I know there will be some people who say, "I don't want to see cutscenes all the time." But they're never incredibly long. [In SWTOR] your dialogue doesn't take that long, but you get to make real choices in it. That really drives the gameplay. It makes the act of taking a quest an active choice. You can engage a lot more, which for me is approaching the Holy Grail of MMOs, which is that feeling of roleplaying.

What would you say to the fans who suggest SWTOR is putting too much focus on dialogue?

You do not spend the majority of your time in dialogue. You do not spend the majority of your time watching dialogue unfold and hitting keys. You spend the majority of your time playing an exciting MMO, experiencing the Star Wars universe. The dialogue is there to tell you the story and to bring you further into that world. It was a very big investment to do, but having played it now, I can see that every penny was worth it. You might not believe me, but when you play it, you understand that it changes the way MMOs are made. It genuinely changes that experience. It pulls you into a story, which I don't feel has ever been done before to this level.

○ ○ ○

--- STATED PROBLEM 1 ---
In the interview excerpt, what does the speaker call the Holy Grail of MMOs?
--- STATED PROBLEM 2 ---
Write out the stretch of the interview excerpt from "You do not spend the majority of your time in" through "to this level.".
--- STATED PROBLEM 3 ---
List every sentence in the interview excerpt that contains the phrase "the majority of your time".

--- DATA EXCERPTS ---
○ ○ ○

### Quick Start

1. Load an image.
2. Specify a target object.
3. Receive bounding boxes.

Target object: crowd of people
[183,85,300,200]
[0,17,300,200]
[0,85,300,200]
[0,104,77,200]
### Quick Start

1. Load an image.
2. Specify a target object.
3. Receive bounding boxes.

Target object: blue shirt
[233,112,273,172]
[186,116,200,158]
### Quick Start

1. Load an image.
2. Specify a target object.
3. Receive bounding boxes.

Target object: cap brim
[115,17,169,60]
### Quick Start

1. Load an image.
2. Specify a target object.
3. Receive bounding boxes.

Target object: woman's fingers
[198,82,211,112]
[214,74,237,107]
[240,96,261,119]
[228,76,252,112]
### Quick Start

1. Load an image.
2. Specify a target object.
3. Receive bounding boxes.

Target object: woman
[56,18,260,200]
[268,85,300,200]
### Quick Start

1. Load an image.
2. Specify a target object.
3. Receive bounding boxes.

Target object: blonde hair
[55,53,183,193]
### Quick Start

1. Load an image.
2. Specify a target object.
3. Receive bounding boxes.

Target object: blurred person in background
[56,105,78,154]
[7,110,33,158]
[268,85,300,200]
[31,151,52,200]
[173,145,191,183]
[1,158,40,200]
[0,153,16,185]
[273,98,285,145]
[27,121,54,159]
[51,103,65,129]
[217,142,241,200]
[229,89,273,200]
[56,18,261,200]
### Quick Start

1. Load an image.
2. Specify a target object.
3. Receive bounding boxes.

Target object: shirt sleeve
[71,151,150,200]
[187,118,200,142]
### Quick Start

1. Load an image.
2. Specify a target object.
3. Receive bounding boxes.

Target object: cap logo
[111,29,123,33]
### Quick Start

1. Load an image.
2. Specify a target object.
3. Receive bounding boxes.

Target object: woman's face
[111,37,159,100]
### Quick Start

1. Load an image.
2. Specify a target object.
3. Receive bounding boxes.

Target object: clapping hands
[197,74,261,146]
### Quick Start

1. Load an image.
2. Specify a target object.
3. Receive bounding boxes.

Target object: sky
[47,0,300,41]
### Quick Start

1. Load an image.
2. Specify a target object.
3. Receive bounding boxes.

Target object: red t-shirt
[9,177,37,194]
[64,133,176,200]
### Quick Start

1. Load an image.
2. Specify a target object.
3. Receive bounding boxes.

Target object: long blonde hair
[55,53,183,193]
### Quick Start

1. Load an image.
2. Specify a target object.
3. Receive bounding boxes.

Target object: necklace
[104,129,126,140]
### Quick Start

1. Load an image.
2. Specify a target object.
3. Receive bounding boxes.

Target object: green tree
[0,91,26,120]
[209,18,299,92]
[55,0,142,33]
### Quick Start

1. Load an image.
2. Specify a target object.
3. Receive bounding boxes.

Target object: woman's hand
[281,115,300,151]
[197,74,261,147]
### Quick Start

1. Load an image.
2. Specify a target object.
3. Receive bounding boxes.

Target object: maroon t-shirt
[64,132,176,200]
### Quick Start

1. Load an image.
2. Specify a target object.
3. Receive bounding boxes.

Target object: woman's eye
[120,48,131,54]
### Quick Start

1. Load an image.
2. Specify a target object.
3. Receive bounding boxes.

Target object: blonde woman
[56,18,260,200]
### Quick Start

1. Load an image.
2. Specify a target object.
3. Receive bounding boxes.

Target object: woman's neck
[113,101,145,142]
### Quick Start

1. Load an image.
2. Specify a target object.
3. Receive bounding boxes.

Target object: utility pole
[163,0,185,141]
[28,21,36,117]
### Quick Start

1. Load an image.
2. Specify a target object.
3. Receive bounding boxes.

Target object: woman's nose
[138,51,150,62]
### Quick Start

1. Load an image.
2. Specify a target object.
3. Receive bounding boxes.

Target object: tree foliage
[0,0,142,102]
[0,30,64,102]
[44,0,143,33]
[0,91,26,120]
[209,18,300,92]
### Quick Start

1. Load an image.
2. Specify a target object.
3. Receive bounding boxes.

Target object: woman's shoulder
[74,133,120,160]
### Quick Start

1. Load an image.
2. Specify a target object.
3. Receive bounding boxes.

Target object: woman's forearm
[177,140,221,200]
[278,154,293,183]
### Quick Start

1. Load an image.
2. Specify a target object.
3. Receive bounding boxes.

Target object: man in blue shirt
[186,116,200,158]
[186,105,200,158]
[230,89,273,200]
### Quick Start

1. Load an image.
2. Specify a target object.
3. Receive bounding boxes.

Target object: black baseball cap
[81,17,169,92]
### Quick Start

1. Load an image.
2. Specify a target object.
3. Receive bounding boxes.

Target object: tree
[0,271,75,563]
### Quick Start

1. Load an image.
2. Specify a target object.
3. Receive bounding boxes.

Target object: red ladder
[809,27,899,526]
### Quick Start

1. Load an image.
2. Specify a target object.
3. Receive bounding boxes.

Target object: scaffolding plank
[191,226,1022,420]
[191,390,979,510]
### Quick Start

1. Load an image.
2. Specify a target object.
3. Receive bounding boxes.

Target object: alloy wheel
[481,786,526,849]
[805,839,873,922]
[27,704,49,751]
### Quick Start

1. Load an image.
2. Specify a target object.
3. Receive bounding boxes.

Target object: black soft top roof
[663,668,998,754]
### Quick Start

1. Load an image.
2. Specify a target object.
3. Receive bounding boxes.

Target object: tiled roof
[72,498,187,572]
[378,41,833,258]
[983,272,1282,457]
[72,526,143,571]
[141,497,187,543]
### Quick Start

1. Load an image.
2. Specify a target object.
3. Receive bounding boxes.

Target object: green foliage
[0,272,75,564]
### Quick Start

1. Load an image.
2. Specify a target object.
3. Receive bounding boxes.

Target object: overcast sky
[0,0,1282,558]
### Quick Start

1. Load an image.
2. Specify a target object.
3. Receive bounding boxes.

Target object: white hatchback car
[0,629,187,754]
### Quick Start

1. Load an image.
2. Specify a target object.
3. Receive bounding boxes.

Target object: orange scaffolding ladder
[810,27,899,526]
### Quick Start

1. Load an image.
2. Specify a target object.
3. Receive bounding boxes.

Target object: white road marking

○ ○ ○

--- TASK RESULT 1 ---
That feeling of roleplaying.

--- TASK RESULT 2 ---
You do not spend the majority of your time in dialogue. You do not spend the majority of your time watching dialogue unfold and hitting keys. You spend the majority of your time playing an exciting MMO, experiencing the Star Wars universe. The dialogue is there to tell you the story and to bring you further into that world. It was a very big investment to do, but having played it now, I can see that every penny was worth it. You might not believe me, but when you play it, you understand that it changes the way MMOs are made. It genuinely changes that experience. It pulls you into a story, which I don't feel has ever been done before to this level.

--- TASK RESULT 3 ---
- You do not spend the majority of your time in dialogue.
- You do not spend the majority of your time watching dialogue unfold and hitting keys.
- You spend the majority of your time playing an exciting MMO, experiencing the Star Wars universe.